╭─ Rows

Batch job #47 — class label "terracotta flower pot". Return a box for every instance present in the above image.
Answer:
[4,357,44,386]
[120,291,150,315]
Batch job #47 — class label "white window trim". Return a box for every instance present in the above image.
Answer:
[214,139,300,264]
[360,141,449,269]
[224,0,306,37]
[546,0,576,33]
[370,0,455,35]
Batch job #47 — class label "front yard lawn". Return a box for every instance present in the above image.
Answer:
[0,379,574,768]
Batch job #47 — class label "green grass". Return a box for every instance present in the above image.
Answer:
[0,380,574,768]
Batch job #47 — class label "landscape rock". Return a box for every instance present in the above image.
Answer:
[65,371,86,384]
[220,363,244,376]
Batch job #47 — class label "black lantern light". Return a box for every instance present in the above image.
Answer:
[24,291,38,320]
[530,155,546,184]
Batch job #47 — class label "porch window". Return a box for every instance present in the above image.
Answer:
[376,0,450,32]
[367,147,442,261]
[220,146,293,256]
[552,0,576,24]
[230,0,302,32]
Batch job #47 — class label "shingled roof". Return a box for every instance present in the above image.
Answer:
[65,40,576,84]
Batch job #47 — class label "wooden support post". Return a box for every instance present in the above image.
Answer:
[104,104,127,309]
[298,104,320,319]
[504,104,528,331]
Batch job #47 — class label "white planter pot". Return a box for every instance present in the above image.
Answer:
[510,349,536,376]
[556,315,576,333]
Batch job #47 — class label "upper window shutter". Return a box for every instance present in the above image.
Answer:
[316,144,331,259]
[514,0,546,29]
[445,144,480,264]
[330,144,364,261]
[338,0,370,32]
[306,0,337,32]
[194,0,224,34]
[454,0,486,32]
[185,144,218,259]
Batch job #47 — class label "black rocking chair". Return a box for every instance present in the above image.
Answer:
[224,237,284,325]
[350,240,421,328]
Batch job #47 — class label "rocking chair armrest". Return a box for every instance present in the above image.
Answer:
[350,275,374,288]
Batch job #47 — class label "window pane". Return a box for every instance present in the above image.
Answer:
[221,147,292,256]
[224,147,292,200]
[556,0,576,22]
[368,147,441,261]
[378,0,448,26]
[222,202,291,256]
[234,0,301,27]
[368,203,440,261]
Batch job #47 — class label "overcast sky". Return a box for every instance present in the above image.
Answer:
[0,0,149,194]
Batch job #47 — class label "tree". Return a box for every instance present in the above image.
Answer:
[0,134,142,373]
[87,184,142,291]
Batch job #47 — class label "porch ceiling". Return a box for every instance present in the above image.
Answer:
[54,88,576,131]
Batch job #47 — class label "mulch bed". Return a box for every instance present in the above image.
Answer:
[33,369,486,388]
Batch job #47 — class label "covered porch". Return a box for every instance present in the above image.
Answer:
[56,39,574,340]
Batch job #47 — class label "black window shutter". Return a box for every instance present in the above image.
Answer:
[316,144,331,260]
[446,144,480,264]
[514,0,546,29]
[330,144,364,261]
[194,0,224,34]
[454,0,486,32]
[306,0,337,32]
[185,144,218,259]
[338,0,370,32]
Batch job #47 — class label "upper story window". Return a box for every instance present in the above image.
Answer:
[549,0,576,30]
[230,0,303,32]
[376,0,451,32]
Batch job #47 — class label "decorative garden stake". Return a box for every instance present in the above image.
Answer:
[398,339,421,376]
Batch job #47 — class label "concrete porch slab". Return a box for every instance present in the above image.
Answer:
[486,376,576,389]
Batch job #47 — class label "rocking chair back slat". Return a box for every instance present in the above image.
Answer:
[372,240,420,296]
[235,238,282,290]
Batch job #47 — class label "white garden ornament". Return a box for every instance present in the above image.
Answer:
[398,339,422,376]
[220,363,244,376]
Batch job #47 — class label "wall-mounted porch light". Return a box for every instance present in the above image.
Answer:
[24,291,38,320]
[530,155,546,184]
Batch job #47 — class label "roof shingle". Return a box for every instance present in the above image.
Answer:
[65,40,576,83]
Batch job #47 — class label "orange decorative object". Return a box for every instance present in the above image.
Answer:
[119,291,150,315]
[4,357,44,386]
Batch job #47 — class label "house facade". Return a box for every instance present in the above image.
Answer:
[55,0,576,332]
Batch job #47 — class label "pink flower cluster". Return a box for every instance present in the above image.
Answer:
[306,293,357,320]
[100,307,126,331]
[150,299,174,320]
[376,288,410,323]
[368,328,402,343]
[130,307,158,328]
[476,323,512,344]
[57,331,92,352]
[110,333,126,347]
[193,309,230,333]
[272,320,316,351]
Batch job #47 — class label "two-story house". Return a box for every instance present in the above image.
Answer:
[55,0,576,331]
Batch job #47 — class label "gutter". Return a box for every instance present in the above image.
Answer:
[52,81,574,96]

╰─

**Task**
Quote each of the rows above verbatim, changing nothing.

**Full answer**
Batch job #47 — class label "terracotta flower pot". Return a box for every instance present in the above image.
Answer:
[4,357,44,386]
[120,291,150,315]
Batch job #47 — class label "white window trim". Return a box for every instance present in the above image.
Answer:
[214,139,300,264]
[360,141,449,269]
[224,0,306,37]
[546,0,576,33]
[370,0,455,35]
Batch job #47 — class label "front yard lawn". Return a box for every instance present in the above image.
Answer:
[0,379,574,768]
Batch job #47 — class label "green grass". Return a box for every instance present in the above image.
Answer:
[0,380,574,768]
Batch job #47 — class label "landscape rock". Return a box for every instance present in the above image.
Answer:
[65,371,86,384]
[220,363,244,376]
Batch job #47 — class label "black lantern light". Return a box for every instance present in the above image.
Answer:
[24,291,38,320]
[530,155,546,184]
Batch job #47 — class label "porch window". Return a box for every instance present in the above image.
Answer:
[376,0,450,32]
[367,147,442,261]
[220,146,293,256]
[552,0,576,24]
[230,0,302,32]
Batch job #47 — class label "shingled roof". Return a box for every instance present in the above image.
Answer:
[65,40,576,84]
Batch job #47 — class label "wooden support post". Return a box for every instance present in the above image.
Answer:
[104,104,127,309]
[298,104,320,319]
[504,104,528,331]
Batch job #47 — class label "white planter pot". Return a box for every instance present in the above image.
Answer:
[510,349,536,376]
[556,315,576,333]
Batch job #47 — class label "upper window shutter". Return a box for every instance present in the above image.
Answer:
[316,144,331,259]
[514,0,546,29]
[445,144,480,264]
[330,144,364,261]
[338,0,370,32]
[306,0,337,32]
[194,0,224,34]
[454,0,486,32]
[185,144,218,259]
Batch job #47 — class label "black rocking chair". Return a box for every instance present in the above image.
Answer:
[224,237,284,325]
[350,240,421,328]
Batch job #47 — class label "rocking chair armrest". Return a box for every instance present in the above image.
Answer:
[350,275,374,288]
Batch job #47 — class label "window pane". Return a box for every instance present in the above image.
Answer:
[221,147,292,256]
[224,147,292,200]
[556,0,576,22]
[368,147,441,261]
[378,0,448,26]
[222,202,291,256]
[234,0,301,27]
[368,203,440,261]
Batch job #47 — class label "overcast sky". Return a box for every instance present in the above image.
Answer:
[0,0,149,194]
Batch job #47 — class label "tree". Return a box for every instance present in the above image.
Answer:
[0,134,142,373]
[87,184,142,291]
Batch job #47 — class label "porch ceiling". Return a box for every instance present in the above image.
Answer:
[54,88,576,131]
Batch job #47 — class label "mulch bed". Return a box for every instance present in the above image.
Answer:
[33,369,486,388]
Batch job #47 — class label "covered porch". Return a box for every instance present in the above image.
Answer:
[56,39,574,340]
Batch job #47 — class label "black window shutter". Return a box for every instance present in the above image.
Answer:
[316,144,331,260]
[446,144,480,264]
[514,0,546,29]
[330,144,364,261]
[194,0,224,34]
[454,0,486,32]
[306,0,337,32]
[185,144,218,259]
[338,0,370,32]
Batch job #47 — class label "upper story window". Return a box for every instance present in the above image.
Answer:
[549,0,576,30]
[230,0,303,32]
[376,0,451,32]
Batch job #47 — class label "decorative garden stake". Return a box for every instance present in the above image.
Answer:
[398,339,421,376]
Batch job #47 — class label "concrete porch slab". Return a box for every instance present in the above image.
Answer:
[486,376,576,389]
Batch job #47 — class label "rocking chair back slat". Return a box for every instance present in the above image.
Answer:
[372,240,420,296]
[235,238,282,290]
Batch job #47 — class label "white garden ornament". Return a box for every instance present in the above image.
Answer:
[398,339,422,376]
[220,363,244,376]
Batch job #47 — class label "wall-mounted porch light". Return a box for every instance present in the above image.
Answer:
[24,291,38,320]
[530,155,546,184]
Batch job #47 — class label "roof shingle". Return a box for every instance present in the above image.
Answer:
[65,40,576,83]
Batch job #47 — class label "orange decorative object". Return a box for every instance present in the above image.
Answer:
[119,291,150,315]
[4,357,44,386]
Batch job #47 — class label "house facade". Return a box for every instance present in the above image.
Answer:
[55,0,576,332]
Batch job #47 — class label "pink flower cluster". Return a box for every instance present in the above image.
Answer:
[306,293,357,320]
[100,307,126,331]
[150,299,174,320]
[376,288,410,323]
[368,328,402,343]
[130,307,158,328]
[476,323,512,344]
[57,331,92,352]
[110,333,126,347]
[193,309,230,333]
[272,320,316,351]
Batch job #47 — class label "two-story house". Return a box for every instance present in the above image.
Answer:
[55,0,576,331]
Batch job #47 — class label "gutter". Return a box for every instance present in the above image.
Answer:
[52,81,574,96]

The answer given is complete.